STATED EXERCISE - Copy every line of the material below word for word.
★ ★ ★ ★ ★
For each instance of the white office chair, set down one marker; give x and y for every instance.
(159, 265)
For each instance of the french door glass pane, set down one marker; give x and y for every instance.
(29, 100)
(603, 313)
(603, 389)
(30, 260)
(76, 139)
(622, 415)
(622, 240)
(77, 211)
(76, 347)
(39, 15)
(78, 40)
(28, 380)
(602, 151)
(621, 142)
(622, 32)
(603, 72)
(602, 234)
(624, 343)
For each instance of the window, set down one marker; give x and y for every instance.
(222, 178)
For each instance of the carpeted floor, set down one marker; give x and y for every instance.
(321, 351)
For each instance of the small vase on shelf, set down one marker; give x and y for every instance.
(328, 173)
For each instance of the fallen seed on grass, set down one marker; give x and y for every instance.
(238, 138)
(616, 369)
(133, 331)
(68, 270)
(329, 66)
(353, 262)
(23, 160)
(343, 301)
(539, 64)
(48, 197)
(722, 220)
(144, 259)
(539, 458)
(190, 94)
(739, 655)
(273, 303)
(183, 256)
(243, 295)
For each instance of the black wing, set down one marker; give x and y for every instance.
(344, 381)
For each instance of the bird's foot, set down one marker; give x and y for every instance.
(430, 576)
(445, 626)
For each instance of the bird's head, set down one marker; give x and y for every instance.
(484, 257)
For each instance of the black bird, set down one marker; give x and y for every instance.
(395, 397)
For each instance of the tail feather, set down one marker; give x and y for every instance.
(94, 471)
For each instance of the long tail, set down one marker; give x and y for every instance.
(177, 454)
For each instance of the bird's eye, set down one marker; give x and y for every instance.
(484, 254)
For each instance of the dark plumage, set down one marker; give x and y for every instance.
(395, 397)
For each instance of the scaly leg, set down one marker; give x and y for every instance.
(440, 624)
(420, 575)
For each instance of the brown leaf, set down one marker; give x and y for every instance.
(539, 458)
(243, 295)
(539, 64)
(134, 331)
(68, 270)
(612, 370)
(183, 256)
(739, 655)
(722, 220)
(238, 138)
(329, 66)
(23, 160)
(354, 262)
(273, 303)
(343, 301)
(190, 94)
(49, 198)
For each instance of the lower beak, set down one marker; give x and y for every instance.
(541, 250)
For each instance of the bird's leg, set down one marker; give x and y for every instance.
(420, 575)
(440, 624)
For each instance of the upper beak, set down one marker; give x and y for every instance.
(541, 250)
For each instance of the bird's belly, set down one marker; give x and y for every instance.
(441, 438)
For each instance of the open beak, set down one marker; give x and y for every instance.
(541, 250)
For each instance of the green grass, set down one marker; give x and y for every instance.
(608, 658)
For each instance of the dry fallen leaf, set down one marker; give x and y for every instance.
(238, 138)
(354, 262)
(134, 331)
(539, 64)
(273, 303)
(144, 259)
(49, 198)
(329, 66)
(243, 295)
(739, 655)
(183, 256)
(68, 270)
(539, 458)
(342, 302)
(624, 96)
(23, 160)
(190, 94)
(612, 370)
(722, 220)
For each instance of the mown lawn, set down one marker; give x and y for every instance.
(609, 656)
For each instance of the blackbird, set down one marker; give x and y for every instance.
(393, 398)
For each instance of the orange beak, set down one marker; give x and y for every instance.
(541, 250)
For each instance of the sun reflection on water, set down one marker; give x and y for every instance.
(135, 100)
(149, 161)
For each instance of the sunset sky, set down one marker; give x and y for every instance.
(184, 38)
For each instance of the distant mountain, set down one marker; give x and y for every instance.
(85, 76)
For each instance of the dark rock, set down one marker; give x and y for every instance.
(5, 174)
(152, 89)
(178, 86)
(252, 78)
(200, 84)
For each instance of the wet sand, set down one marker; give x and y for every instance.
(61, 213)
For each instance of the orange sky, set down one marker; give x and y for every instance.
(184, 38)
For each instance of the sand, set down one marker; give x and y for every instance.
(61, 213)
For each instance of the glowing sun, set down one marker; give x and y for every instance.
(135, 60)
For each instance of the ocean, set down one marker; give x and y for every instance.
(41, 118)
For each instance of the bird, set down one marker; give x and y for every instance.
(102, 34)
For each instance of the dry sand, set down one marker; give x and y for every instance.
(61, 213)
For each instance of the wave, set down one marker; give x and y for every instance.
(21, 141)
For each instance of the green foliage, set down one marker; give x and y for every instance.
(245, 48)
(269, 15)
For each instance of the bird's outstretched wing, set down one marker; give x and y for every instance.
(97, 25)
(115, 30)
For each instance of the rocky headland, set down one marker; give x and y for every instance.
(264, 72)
★ ★ ★ ★ ★
EXERCISE SOLUTION -
For each instance of the white office chair, set down one marker; give x and y for every instance.
(159, 265)
For each instance of the french door glass pane, set down one marker; give x and y for every instance.
(29, 100)
(603, 313)
(603, 389)
(30, 260)
(76, 139)
(622, 415)
(622, 240)
(77, 211)
(76, 347)
(39, 15)
(78, 40)
(28, 380)
(602, 151)
(621, 142)
(622, 32)
(603, 72)
(602, 234)
(624, 343)
For each instance of the window, set down one marker; give x and y for every instance.
(222, 178)
For each instance of the carpeted floor, set down one marker; give x and y for every instance.
(321, 351)
For each instance of the small vase on shelf, set down one marker; give x and y for every instance.
(328, 173)
For each instance of the fallen seed on grass, set down one marker; give x and y for every instance.
(238, 138)
(616, 369)
(133, 331)
(68, 270)
(329, 66)
(353, 262)
(23, 160)
(343, 301)
(539, 64)
(48, 197)
(722, 220)
(144, 259)
(539, 458)
(190, 94)
(739, 655)
(273, 303)
(183, 256)
(243, 295)
For each instance of the black wing, set down one marker; give x and y for every instance.
(344, 381)
For each instance of the bird's foot, set down one marker; give x and y for every instance.
(430, 576)
(445, 626)
For each instance of the bird's head, set down one marker; give x and y for every instance.
(484, 257)
For each instance of the black bird, set down one marker; give x and y for every instance.
(395, 397)
For each instance of the tail feather, set down one marker; give x and y for every instance.
(94, 471)
For each instance of the long tail, set down one marker; give x and y for every instance.
(177, 454)
For each instance of the bird's eye, set down one marker; give x and y for every instance.
(484, 254)
For each instance of the dark plumage, set down one marker; give x and y for every instance.
(395, 397)
For each instance of the scaly leg, set down one marker; give x and y for every instance.
(440, 624)
(420, 575)
For each instance of the brown leaf, set down one marker; give x and y for every instance.
(539, 458)
(243, 295)
(539, 64)
(134, 331)
(68, 270)
(612, 370)
(183, 256)
(739, 655)
(722, 220)
(238, 138)
(329, 66)
(23, 160)
(354, 262)
(273, 303)
(343, 301)
(190, 94)
(49, 198)
For each instance of the lower beak, set down one marker; give x and y for every instance.
(541, 250)
For each instance of the bird's leg, set down one marker; give x and y for every instance.
(420, 575)
(440, 624)
For each instance of the upper beak, set down one marker; give x and y for every instance.
(541, 250)
For each instance of the bird's belly, set down one marker; give x and y for every instance.
(441, 438)
For each instance of the open beak, set down one marker; give x and y for every instance.
(541, 250)
For each instance of the green grass, set down one marker; give x and y for every instance.
(608, 658)
For each instance of the dry fallen leaf, set down one marker; give x and y for every instance.
(238, 138)
(354, 262)
(134, 331)
(539, 64)
(273, 303)
(144, 259)
(49, 198)
(329, 66)
(243, 295)
(739, 655)
(183, 256)
(68, 270)
(539, 458)
(342, 302)
(624, 96)
(23, 160)
(190, 94)
(612, 370)
(722, 220)
For each instance of the mown lawn, set down one marker; give x and y for every instance.
(609, 656)
For each instance of the blackbird, set down one marker; give x and y for every instance.
(393, 398)
For each instance of the orange beak, set down one marker; give x and y for every instance.
(541, 250)
For each instance of the sun reflection on water, set down one marker; give x and y for every instance.
(135, 100)
(149, 161)
For each instance of the sunset sky, set down one marker; give x and y for every instance.
(184, 38)
For each instance of the distant mountain, set down one marker; give x and y for every instance.
(85, 76)
For each instance of the dark rock, set down one marker; give x and y for every instance.
(5, 174)
(152, 89)
(178, 86)
(252, 78)
(200, 84)
For each instance of the wet sand, set down one marker; give x and y for every instance.
(61, 213)
For each instance of the orange sky, set down one marker; give x and y for every instance.
(184, 38)
For each instance of the sand, set down one marker; give x and y for every instance.
(61, 213)
For each instance of the glowing sun, set down one marker; give x and y for every instance.
(135, 60)
For each instance of the ocean, set down one marker; give x and y for every instance.
(41, 118)
For each instance of the bird, set down one marker; give x and y for every instance.
(102, 34)
For each instance of the dry sand, set down one marker; give x and y for every instance.
(61, 213)
For each instance of the wave, set down one marker; give x and y for every instance.
(21, 141)
For each instance of the green foliage, set down one marker; give x and y for every instance.
(245, 48)
(269, 15)
For each instance of the bird's outstretched wing, set down one marker; give x and y for every instance.
(97, 25)
(115, 30)
For each instance of the rocky headland, set down one marker; give x and y for every instance.
(264, 72)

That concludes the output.